## Task description:
Copies of all lines containing the string "dark" are needed from the data below.

## Given records:
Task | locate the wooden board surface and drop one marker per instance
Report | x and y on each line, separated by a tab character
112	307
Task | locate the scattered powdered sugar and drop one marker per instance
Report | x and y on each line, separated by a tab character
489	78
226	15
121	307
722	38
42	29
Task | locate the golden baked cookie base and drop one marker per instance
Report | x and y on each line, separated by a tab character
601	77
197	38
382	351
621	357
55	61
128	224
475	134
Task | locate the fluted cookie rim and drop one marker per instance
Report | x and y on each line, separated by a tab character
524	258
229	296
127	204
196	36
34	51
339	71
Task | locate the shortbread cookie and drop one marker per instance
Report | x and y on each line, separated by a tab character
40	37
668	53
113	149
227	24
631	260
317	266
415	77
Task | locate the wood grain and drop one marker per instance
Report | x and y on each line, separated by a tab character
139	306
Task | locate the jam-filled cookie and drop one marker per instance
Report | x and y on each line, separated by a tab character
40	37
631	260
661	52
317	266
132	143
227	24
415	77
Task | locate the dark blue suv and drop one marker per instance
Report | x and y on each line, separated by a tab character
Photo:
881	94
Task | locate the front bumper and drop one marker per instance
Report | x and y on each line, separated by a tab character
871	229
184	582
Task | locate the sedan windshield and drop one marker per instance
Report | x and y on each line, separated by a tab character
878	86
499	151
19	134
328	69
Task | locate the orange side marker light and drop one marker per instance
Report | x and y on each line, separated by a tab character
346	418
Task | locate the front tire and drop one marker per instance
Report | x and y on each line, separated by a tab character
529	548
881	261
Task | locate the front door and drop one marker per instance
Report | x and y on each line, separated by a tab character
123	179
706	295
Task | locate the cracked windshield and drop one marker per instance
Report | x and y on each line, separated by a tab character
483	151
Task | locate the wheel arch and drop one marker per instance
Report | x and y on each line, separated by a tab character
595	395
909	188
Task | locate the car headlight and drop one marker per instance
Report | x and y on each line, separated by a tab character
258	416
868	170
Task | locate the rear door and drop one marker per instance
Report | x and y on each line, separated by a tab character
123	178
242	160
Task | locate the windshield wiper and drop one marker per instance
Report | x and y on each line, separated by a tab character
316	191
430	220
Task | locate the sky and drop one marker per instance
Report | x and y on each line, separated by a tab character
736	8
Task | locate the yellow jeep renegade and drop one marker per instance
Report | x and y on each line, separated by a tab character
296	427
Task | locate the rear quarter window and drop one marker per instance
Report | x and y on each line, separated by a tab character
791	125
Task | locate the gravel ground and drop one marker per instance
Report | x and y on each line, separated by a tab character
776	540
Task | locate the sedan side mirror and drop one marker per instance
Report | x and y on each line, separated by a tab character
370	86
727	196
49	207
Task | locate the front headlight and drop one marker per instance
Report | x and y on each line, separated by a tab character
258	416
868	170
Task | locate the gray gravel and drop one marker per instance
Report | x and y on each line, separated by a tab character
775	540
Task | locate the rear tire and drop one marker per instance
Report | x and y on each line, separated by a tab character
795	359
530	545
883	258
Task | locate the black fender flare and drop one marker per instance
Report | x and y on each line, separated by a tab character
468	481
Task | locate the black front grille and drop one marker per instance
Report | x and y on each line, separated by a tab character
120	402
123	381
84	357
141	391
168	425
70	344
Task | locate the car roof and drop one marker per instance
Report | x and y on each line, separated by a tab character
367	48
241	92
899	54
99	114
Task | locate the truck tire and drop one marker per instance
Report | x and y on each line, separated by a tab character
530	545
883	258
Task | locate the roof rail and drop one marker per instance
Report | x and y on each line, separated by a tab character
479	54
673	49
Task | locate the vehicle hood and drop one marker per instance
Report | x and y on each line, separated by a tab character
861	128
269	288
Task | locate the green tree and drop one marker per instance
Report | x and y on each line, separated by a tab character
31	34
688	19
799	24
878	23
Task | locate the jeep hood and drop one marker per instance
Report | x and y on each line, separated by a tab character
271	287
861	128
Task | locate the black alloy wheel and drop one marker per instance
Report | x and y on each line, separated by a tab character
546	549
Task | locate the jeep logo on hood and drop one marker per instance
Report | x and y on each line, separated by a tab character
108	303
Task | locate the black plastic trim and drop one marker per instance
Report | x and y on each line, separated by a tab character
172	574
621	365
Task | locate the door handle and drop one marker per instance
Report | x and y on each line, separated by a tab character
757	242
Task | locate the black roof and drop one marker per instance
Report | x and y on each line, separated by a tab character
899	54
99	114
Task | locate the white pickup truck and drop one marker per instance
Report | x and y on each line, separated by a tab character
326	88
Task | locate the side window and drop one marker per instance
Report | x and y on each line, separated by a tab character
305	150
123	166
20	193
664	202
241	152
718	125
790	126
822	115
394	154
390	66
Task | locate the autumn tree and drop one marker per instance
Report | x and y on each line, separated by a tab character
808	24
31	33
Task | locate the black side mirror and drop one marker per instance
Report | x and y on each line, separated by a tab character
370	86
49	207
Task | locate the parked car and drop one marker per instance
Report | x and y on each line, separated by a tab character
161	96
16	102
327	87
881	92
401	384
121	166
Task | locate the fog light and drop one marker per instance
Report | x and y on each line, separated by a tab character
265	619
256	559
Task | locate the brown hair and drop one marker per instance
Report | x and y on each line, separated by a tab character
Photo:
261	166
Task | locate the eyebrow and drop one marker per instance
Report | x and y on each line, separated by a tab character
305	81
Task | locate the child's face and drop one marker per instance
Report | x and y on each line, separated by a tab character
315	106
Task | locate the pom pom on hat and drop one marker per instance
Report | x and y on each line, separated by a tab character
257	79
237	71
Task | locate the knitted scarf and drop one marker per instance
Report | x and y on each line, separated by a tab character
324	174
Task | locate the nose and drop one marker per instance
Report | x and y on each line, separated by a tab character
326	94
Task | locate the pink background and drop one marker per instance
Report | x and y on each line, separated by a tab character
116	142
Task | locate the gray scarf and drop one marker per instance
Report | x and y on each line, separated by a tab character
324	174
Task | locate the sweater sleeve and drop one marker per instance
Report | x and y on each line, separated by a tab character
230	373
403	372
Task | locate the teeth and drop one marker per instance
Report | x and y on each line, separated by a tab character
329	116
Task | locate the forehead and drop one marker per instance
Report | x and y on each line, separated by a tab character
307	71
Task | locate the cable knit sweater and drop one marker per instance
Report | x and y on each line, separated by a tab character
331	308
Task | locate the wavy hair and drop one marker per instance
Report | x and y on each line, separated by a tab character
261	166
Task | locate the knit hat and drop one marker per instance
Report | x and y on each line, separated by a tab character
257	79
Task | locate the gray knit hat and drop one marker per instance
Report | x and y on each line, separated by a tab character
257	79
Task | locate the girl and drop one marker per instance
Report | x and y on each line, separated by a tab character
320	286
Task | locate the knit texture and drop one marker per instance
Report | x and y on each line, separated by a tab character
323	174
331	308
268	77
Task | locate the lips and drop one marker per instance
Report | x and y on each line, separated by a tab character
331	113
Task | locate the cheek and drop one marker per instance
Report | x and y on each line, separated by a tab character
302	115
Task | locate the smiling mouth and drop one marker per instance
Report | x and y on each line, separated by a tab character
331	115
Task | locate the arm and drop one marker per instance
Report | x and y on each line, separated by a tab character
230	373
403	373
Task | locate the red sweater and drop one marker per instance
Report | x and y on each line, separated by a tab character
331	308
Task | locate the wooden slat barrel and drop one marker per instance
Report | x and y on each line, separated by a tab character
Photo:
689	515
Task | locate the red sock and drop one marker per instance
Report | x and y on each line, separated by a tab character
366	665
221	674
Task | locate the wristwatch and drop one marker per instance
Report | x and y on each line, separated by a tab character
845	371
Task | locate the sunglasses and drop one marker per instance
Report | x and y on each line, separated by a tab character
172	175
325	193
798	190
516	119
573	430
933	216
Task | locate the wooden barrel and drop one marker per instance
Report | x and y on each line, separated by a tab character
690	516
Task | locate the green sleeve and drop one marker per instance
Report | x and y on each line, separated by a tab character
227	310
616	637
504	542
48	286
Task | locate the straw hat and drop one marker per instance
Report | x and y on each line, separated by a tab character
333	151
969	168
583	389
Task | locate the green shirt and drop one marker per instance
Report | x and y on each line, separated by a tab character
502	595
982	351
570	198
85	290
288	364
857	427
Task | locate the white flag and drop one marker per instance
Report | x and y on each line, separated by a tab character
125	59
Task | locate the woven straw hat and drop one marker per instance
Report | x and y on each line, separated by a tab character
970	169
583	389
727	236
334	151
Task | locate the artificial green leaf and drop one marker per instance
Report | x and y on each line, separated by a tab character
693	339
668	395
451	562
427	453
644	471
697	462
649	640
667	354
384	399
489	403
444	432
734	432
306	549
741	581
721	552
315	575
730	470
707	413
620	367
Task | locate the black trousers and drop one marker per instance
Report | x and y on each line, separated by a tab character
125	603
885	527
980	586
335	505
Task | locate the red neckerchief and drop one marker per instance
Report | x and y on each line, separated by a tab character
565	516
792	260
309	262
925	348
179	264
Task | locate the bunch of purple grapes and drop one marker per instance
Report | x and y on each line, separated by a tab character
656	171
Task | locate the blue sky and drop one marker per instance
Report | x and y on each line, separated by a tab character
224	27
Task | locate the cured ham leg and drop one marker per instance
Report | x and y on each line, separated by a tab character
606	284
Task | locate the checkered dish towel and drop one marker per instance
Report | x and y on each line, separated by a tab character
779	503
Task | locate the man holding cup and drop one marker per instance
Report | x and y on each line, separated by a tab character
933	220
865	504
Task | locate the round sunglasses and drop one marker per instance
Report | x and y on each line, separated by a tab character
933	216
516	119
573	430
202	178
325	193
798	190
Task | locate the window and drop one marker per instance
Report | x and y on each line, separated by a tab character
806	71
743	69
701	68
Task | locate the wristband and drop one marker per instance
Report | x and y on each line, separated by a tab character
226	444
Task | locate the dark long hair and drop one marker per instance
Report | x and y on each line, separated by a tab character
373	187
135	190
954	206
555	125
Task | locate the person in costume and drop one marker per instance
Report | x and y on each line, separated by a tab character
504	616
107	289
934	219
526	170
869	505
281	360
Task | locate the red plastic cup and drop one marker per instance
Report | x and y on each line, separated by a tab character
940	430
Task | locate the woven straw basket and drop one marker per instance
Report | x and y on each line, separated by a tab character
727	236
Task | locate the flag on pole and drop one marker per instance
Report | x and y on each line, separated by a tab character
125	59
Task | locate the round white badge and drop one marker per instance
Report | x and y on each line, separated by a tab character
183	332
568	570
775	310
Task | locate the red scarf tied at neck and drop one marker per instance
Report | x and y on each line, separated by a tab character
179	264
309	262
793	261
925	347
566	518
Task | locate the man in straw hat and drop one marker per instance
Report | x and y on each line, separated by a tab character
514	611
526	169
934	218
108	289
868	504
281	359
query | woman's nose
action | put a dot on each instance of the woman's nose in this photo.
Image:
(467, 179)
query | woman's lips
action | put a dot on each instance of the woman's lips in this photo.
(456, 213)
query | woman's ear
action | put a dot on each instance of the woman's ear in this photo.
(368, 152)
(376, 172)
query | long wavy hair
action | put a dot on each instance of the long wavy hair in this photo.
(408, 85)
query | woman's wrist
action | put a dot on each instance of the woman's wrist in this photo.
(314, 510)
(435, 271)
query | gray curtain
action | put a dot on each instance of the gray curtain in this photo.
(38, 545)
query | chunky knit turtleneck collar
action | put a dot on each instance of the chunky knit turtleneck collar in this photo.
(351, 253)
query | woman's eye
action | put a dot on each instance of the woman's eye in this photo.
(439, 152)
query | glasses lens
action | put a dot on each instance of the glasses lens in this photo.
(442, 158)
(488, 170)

## The completed task:
Task | locate the dark blue suv and drop one marker per instance
Task | locate the dark long hair and drop one marker per instance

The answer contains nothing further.